_Set problem_
List every line in the items below that contains the word "blue", copying each such line in full. Case counts.

— START OF Data excerpts —

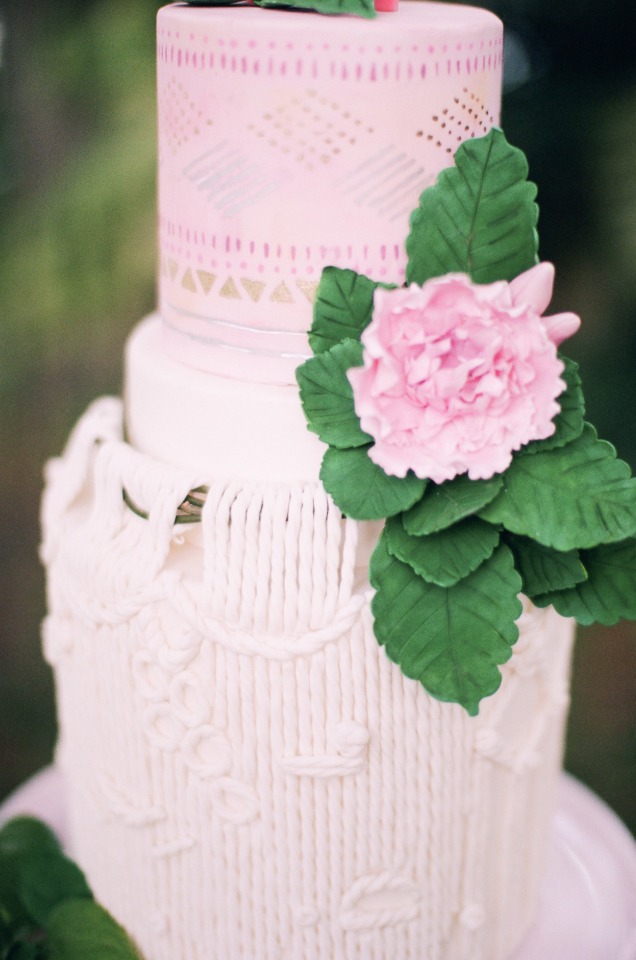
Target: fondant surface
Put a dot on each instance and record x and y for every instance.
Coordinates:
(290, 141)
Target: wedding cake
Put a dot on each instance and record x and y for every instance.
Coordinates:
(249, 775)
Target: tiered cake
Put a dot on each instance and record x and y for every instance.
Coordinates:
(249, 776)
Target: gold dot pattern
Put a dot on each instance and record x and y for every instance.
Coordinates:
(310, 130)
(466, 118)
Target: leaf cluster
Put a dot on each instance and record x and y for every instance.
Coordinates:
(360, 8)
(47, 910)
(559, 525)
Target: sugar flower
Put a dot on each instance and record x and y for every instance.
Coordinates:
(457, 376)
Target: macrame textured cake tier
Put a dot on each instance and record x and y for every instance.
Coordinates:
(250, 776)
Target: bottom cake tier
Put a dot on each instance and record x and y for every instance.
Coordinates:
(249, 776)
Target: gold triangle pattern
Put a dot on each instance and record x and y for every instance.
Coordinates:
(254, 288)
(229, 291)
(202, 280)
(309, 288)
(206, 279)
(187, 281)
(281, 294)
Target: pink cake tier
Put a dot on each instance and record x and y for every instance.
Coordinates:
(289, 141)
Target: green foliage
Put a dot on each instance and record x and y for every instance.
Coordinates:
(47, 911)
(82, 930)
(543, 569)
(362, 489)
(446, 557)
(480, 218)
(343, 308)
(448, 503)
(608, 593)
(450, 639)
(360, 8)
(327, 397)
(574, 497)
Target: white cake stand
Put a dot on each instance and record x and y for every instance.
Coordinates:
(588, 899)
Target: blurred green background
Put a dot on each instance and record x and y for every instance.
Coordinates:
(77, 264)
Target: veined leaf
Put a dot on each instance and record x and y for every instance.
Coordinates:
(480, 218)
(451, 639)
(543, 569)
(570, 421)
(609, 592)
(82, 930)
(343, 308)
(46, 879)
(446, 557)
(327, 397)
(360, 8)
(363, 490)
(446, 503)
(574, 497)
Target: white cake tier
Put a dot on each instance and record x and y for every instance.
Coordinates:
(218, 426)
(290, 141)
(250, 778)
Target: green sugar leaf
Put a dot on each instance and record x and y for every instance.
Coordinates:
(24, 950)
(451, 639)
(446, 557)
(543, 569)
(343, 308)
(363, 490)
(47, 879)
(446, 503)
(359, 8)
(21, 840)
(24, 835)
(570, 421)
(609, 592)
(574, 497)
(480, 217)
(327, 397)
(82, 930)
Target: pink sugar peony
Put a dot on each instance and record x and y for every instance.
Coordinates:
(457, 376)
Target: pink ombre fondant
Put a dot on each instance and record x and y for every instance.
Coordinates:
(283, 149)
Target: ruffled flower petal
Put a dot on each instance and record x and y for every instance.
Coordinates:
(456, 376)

— END OF Data excerpts —
— START OF Data excerpts —

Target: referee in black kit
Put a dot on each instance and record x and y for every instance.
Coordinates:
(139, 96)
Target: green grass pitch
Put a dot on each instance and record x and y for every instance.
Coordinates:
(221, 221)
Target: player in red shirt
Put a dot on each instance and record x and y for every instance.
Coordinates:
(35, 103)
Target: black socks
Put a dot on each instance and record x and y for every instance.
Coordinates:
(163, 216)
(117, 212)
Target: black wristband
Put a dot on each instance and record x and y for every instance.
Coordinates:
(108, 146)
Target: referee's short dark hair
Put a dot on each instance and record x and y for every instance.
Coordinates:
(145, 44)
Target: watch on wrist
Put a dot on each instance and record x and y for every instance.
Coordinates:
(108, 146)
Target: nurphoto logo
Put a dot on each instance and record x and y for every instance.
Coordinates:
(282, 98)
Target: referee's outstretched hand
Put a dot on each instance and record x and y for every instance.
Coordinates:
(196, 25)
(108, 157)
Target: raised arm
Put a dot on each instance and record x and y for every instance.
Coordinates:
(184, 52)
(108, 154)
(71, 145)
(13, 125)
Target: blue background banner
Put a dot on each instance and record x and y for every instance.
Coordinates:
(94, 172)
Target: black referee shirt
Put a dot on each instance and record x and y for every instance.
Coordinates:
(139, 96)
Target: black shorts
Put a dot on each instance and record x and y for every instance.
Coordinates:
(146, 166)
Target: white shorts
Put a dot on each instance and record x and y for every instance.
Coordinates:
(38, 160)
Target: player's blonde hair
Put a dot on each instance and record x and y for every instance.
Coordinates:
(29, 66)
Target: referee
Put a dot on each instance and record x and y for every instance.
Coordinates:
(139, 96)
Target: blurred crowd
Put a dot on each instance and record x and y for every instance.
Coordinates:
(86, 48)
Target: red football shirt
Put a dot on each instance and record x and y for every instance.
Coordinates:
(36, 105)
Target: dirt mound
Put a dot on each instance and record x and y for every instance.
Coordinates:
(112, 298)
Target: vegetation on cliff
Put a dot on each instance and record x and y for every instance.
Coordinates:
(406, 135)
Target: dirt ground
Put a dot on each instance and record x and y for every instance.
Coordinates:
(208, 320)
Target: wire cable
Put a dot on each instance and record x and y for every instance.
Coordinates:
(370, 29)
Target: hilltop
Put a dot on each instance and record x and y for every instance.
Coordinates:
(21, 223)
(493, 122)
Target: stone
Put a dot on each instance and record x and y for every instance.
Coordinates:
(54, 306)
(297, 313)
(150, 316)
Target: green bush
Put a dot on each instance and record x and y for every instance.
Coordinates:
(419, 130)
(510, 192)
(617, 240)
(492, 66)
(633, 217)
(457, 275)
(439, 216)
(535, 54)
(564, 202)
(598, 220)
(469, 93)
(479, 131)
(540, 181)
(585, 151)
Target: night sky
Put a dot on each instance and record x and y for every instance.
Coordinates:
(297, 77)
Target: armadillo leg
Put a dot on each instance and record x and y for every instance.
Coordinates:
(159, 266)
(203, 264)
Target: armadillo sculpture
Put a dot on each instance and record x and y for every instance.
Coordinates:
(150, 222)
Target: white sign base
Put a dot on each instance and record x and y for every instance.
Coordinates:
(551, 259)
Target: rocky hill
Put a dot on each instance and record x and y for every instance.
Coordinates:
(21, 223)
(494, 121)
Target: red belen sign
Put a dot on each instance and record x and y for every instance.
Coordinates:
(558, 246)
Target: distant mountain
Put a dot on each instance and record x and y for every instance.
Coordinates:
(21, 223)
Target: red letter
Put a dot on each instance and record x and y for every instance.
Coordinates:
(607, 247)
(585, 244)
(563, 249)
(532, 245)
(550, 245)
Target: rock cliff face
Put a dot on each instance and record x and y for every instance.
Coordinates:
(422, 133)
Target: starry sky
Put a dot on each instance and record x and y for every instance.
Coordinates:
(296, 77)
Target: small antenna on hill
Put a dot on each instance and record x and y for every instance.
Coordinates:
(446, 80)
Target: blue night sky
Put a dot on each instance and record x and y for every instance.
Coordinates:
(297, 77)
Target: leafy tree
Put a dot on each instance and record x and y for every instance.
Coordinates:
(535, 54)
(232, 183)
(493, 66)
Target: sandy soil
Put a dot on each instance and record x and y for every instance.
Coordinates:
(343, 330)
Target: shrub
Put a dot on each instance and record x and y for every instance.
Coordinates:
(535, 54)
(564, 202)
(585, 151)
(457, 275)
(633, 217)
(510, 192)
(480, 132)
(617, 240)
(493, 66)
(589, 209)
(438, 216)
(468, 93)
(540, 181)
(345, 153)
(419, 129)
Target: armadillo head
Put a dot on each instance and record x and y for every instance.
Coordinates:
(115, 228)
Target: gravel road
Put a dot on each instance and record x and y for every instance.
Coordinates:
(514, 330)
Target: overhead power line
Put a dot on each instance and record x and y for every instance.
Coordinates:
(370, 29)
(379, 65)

— END OF Data excerpts —
— START OF Data excerpts —

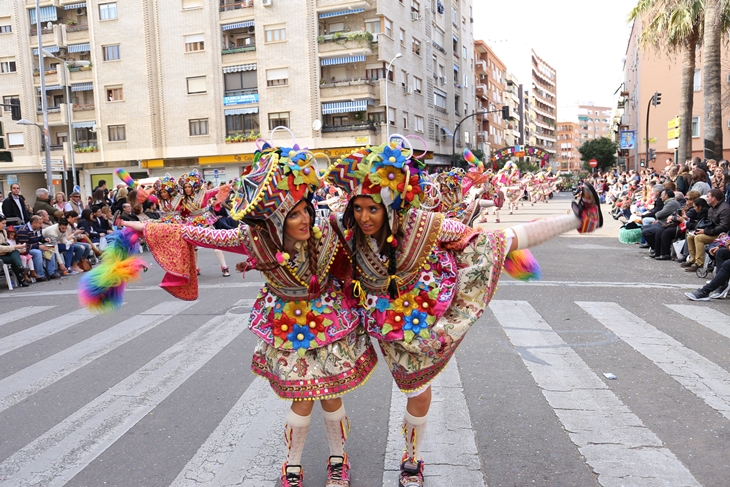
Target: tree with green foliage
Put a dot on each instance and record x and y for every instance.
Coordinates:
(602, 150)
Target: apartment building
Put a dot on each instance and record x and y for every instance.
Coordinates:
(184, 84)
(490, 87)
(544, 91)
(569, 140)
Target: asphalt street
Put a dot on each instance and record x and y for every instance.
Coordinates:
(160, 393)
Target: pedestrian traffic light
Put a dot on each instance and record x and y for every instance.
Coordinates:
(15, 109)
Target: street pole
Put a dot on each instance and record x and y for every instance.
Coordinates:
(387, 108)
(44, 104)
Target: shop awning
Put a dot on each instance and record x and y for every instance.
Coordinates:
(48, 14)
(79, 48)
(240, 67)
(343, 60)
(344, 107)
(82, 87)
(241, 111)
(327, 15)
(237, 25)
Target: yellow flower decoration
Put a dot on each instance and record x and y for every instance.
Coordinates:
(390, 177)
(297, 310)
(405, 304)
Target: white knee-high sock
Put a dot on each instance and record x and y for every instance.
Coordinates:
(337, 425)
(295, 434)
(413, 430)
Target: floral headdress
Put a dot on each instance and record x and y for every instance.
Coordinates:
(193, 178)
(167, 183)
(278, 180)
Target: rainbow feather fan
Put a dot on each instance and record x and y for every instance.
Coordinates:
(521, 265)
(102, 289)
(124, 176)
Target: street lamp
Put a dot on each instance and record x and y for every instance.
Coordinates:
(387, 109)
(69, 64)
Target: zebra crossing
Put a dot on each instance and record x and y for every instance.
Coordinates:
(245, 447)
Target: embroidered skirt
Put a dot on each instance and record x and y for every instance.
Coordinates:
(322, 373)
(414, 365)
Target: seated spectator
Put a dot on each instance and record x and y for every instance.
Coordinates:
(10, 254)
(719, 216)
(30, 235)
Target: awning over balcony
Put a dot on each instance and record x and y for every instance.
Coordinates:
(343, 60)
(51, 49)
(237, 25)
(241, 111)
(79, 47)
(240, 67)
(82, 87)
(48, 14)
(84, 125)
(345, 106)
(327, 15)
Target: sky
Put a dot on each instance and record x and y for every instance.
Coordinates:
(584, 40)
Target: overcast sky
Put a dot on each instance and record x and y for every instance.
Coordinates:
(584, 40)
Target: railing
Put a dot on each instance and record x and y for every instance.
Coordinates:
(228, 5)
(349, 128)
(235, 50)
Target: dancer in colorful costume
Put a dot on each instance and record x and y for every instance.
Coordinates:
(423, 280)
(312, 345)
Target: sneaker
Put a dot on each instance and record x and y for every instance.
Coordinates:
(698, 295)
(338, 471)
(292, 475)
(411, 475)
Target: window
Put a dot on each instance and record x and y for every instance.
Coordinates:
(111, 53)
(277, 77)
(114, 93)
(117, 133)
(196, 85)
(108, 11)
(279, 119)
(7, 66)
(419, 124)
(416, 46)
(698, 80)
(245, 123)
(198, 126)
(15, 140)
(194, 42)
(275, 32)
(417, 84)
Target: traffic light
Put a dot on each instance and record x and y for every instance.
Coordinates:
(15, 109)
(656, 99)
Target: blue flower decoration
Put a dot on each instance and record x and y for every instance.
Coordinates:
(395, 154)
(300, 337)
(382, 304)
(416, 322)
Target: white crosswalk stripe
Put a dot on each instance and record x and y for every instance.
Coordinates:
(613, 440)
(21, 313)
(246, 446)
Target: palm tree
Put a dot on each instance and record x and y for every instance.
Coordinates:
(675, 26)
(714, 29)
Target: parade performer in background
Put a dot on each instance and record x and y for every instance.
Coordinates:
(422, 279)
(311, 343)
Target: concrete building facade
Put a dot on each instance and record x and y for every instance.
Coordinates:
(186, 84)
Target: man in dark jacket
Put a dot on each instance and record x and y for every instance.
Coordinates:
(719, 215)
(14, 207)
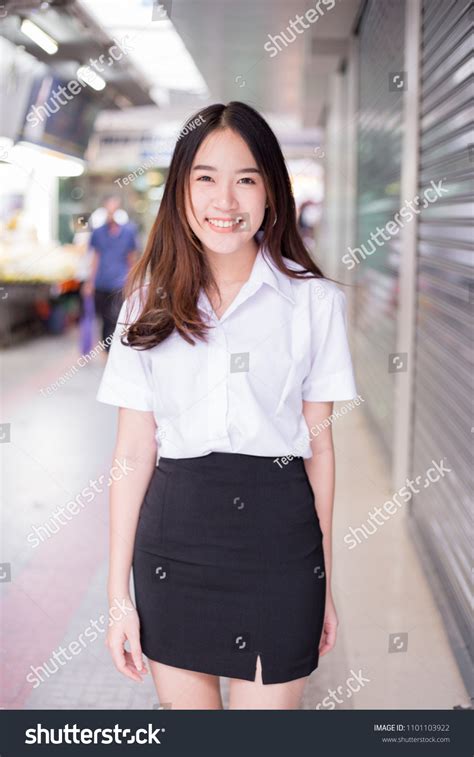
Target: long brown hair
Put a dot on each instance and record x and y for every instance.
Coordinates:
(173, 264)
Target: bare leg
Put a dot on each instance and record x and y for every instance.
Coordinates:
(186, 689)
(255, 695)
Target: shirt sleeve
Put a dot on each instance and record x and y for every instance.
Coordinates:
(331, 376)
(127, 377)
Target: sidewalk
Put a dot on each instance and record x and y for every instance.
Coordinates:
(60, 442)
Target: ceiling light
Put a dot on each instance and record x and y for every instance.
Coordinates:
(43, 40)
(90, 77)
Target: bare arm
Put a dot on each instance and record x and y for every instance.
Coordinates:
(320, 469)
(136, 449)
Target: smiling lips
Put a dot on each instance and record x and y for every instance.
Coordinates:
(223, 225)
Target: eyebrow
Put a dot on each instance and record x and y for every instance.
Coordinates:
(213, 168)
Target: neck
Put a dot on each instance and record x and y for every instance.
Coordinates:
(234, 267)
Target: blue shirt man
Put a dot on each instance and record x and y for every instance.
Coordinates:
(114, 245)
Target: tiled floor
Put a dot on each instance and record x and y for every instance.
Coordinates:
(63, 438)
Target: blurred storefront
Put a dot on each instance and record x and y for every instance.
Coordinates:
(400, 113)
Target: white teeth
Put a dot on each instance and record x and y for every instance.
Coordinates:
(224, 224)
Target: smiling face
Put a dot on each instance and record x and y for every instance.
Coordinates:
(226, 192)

— END OF Data excerpts —

_Answer to this problem_
Target: blue background banner
Target: blue night sky
Target: blue flower decoration
Target: blue shirt man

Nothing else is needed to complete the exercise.